▶ Aim
How many of the lines below contain the string "blue"? Case counts, so give only the number.

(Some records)
————————

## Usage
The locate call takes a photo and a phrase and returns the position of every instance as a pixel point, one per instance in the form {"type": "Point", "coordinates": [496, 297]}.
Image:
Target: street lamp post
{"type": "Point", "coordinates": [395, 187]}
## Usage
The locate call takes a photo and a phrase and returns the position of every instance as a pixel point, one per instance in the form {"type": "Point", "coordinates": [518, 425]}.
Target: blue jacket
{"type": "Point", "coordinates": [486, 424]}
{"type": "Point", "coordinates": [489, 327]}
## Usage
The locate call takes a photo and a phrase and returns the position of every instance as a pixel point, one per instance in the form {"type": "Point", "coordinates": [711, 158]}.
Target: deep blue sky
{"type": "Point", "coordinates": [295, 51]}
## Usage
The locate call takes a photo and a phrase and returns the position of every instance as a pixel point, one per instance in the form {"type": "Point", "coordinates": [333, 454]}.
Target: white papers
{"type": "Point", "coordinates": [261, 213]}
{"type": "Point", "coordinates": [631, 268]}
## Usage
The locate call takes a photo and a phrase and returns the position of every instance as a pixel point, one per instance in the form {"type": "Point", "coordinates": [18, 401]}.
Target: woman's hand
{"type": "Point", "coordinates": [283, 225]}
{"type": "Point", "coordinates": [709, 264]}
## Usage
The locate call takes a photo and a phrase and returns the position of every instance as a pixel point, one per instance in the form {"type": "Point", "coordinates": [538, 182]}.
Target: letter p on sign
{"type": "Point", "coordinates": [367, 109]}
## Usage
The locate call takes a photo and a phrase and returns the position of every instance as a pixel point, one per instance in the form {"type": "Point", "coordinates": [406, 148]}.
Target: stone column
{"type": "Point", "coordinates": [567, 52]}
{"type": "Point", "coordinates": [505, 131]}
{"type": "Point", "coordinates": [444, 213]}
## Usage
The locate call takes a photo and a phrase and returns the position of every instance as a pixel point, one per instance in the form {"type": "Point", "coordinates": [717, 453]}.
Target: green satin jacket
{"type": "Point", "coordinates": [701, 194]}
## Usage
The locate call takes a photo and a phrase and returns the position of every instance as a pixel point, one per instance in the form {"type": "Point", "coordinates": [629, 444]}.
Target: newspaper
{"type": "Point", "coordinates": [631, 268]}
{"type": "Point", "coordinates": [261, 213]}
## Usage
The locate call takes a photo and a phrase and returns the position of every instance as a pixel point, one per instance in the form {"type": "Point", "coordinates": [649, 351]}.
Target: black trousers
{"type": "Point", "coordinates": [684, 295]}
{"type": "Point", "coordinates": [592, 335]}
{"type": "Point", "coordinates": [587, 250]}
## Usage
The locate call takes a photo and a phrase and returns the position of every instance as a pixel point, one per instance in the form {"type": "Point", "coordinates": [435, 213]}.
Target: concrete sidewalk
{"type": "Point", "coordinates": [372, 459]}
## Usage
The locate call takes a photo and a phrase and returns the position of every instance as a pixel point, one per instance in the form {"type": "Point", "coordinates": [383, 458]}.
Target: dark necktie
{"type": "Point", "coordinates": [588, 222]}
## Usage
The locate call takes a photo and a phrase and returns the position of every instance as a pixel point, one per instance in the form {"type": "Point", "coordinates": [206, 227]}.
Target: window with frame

————————

▶ The solution
2